*Work item*: Every line below that includes the word "grass" needs to be copied.

── Given information ──

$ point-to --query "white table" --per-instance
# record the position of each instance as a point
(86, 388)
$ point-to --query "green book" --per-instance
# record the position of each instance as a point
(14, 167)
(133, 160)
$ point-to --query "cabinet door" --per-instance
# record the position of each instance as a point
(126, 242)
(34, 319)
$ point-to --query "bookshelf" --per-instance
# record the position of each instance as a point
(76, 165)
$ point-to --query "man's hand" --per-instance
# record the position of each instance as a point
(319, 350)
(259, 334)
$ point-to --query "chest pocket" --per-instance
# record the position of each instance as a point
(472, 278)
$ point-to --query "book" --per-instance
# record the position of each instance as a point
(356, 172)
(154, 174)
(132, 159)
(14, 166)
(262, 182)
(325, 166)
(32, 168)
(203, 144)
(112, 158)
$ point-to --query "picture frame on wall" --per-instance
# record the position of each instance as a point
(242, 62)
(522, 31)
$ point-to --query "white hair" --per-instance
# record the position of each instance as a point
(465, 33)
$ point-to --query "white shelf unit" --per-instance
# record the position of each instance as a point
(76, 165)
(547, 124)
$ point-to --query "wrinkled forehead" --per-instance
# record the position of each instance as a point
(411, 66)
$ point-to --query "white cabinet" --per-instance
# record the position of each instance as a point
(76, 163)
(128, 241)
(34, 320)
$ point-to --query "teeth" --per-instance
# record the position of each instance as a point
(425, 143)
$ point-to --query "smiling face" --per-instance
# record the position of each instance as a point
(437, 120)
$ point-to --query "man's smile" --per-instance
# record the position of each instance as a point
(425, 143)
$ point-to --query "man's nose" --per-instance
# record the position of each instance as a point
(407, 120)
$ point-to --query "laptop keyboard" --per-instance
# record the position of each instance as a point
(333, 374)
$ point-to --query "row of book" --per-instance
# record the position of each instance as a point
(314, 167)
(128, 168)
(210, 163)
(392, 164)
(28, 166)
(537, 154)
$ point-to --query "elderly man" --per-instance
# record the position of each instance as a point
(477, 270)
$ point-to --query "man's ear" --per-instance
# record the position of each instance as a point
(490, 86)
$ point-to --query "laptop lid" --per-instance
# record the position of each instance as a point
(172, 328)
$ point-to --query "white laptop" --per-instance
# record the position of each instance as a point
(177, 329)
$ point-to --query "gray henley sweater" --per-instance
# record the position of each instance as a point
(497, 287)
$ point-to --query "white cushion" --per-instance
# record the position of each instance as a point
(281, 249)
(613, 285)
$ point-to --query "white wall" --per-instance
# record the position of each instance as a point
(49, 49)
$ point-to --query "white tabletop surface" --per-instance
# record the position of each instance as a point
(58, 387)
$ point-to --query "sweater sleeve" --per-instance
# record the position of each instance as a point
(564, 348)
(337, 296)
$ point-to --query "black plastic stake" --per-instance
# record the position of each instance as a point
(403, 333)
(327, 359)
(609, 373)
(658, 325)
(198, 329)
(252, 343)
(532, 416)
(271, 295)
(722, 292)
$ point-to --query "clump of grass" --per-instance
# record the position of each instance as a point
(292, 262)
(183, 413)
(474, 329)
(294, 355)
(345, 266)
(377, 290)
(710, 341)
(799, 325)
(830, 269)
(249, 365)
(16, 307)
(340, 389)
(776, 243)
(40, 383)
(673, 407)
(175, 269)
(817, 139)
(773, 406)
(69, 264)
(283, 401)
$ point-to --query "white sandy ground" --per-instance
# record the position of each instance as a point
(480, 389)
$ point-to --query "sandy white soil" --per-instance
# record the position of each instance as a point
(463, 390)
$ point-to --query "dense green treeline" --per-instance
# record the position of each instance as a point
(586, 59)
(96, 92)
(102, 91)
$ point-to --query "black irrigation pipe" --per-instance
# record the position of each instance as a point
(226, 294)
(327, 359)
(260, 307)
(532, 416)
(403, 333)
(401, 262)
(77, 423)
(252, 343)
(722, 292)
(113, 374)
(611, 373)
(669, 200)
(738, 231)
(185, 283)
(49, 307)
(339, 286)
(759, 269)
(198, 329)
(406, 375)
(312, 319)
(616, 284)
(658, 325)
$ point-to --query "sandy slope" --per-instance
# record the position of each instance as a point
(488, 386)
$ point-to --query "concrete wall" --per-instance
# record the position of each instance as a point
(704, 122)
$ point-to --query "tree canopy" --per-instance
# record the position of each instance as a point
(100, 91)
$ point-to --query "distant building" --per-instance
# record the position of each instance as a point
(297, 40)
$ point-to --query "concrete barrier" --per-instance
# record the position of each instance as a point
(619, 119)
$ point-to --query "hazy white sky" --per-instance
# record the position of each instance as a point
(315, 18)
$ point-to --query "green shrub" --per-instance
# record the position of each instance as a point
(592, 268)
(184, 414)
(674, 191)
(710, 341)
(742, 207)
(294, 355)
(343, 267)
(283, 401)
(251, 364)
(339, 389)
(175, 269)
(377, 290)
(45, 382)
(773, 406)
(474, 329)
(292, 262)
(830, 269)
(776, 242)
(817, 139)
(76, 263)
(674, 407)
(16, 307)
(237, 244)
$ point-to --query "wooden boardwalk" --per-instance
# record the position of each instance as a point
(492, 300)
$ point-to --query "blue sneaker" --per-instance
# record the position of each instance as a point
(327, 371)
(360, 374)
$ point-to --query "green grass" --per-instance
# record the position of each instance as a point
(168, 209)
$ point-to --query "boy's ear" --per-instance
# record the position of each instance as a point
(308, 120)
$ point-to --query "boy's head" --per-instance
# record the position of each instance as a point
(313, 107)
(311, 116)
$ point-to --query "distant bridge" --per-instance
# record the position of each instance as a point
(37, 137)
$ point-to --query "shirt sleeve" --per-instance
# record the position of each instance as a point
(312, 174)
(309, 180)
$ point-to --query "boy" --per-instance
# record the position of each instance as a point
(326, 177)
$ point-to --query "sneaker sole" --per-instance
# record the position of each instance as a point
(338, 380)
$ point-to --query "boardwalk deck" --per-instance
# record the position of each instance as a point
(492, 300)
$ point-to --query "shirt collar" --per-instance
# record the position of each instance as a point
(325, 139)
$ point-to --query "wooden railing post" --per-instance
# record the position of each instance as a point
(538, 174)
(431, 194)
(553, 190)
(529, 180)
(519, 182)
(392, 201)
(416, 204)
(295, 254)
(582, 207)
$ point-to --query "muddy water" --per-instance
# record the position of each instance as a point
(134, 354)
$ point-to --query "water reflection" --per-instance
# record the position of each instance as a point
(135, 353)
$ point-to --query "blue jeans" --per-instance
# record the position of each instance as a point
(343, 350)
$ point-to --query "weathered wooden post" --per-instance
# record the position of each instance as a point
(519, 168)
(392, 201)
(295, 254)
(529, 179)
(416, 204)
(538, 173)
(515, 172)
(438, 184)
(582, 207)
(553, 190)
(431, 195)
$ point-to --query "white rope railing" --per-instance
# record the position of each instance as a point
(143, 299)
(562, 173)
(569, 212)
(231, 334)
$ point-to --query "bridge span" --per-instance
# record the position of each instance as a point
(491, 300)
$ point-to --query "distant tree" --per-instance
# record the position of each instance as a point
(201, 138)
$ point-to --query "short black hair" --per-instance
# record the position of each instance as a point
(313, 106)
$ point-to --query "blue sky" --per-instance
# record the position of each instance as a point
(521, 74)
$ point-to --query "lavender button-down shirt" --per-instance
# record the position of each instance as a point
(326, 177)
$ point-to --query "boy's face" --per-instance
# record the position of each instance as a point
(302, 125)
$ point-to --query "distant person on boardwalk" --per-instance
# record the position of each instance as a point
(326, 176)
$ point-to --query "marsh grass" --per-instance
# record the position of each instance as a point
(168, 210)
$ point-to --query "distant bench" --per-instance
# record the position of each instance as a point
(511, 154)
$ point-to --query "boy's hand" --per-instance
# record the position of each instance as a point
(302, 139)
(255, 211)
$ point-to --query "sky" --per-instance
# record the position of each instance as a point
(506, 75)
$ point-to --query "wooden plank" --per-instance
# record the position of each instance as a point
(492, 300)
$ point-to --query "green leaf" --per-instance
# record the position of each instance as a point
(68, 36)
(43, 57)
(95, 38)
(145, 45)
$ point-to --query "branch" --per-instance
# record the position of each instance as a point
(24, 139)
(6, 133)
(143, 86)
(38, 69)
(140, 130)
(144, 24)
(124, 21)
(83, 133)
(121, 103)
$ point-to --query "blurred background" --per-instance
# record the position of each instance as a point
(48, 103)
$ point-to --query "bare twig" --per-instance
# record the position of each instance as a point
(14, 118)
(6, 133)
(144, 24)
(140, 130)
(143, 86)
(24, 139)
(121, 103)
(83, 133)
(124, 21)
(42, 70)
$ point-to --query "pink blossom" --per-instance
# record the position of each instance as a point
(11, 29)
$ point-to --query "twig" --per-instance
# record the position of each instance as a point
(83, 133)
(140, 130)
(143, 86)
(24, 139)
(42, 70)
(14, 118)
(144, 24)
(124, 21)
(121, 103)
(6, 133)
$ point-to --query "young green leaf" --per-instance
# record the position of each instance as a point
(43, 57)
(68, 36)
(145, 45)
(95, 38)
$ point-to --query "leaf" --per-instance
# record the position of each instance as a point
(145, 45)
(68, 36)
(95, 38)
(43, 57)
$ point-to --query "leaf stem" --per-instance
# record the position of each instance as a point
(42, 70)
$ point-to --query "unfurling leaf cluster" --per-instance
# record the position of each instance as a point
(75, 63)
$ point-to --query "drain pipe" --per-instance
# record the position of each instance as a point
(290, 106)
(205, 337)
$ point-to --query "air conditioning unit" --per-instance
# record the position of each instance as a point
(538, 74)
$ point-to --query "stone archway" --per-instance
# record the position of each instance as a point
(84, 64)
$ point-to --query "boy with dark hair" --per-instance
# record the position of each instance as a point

───

*Solution*:
$ point-to --query "clump of grass" --per-instance
$ point-to --query "green grass" --per-instance
$ point-to --query "marsh grass" --per-instance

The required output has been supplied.